For each entry, repeat the text exactly and omit any picture it holds.
───── AVAILABLE DATA
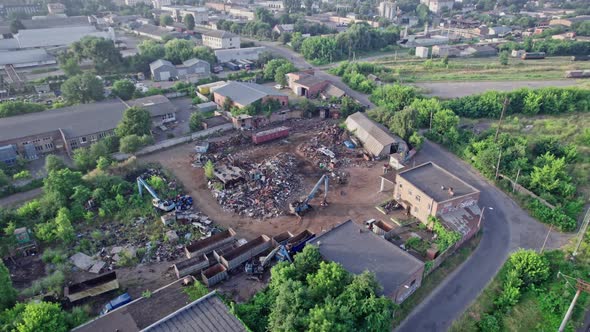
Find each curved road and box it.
[396,141,572,332]
[251,40,574,331]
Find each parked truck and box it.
[100,293,132,315]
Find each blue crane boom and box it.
[289,174,329,216]
[137,177,160,201]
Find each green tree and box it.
[73,148,95,172]
[119,135,143,153]
[96,156,111,170]
[43,168,85,205]
[164,39,195,64]
[301,36,337,64]
[184,13,195,30]
[9,19,24,34]
[307,261,351,300]
[0,170,9,187]
[389,107,418,141]
[283,0,302,14]
[16,302,67,332]
[60,58,82,77]
[138,40,166,63]
[431,109,460,144]
[116,106,152,137]
[303,0,315,15]
[54,208,75,244]
[160,14,173,26]
[0,261,17,311]
[499,50,509,65]
[530,152,572,198]
[508,249,550,286]
[222,97,234,112]
[409,132,425,150]
[192,46,217,64]
[189,112,204,132]
[61,73,105,103]
[69,36,122,73]
[274,63,297,86]
[112,79,136,100]
[44,155,67,173]
[204,160,215,179]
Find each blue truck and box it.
[100,293,132,315]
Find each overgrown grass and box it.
[376,56,590,82]
[393,233,482,327]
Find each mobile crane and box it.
[137,177,176,212]
[245,245,292,275]
[289,174,329,217]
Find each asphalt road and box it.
[396,141,572,332]
[0,188,43,208]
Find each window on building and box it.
[43,137,51,141]
[45,143,54,149]
[416,195,421,202]
[80,137,87,143]
[399,183,403,188]
[427,203,431,210]
[35,145,43,152]
[414,206,418,213]
[410,279,416,286]
[70,140,78,148]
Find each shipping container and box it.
[219,235,272,270]
[173,254,210,278]
[571,55,590,61]
[65,271,119,302]
[202,263,228,286]
[100,293,132,315]
[252,126,290,144]
[521,52,546,59]
[184,228,236,258]
[287,230,315,253]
──────────
REPLY TO THE EXERCISE
Find each curved road and box it.
[396,141,572,332]
[251,40,574,331]
Find each parked truck and box it.
[100,293,132,315]
Find each blue crane boom and box it.
[289,174,329,216]
[137,177,160,201]
Find each green tree and box it.
[73,148,95,172]
[119,135,143,153]
[96,156,111,170]
[43,168,85,205]
[164,39,195,64]
[301,36,337,64]
[184,13,195,30]
[9,19,24,34]
[307,261,351,300]
[0,170,9,187]
[389,107,418,141]
[283,0,302,14]
[16,302,67,332]
[60,58,82,77]
[138,40,166,63]
[431,109,460,144]
[116,106,152,137]
[303,0,315,15]
[54,208,75,244]
[160,14,173,26]
[0,261,17,311]
[499,50,509,65]
[530,152,572,198]
[508,249,550,286]
[222,97,234,112]
[409,132,425,150]
[192,46,217,64]
[189,112,204,132]
[61,73,105,103]
[69,36,122,73]
[274,63,297,86]
[112,79,136,100]
[44,155,67,173]
[204,160,215,179]
Find each blue truck and box it.
[100,293,132,315]
Find each overgrown grass and box it.
[376,56,590,82]
[393,233,482,327]
Find each mobile crane and box it.
[137,177,176,212]
[245,245,292,275]
[289,174,329,217]
Find each asphalt road and box it.
[396,141,572,332]
[0,188,43,208]
Find each window on building and box it.
[43,137,51,141]
[45,143,54,149]
[416,195,421,202]
[80,137,87,143]
[399,183,403,188]
[427,203,431,210]
[35,145,43,152]
[414,206,418,213]
[410,279,416,286]
[70,140,78,148]
Find each shipping container and box it.
[219,235,272,270]
[173,254,210,278]
[571,55,590,61]
[65,271,119,302]
[202,263,228,286]
[100,293,132,315]
[252,126,290,144]
[521,52,546,59]
[184,228,236,258]
[287,230,315,253]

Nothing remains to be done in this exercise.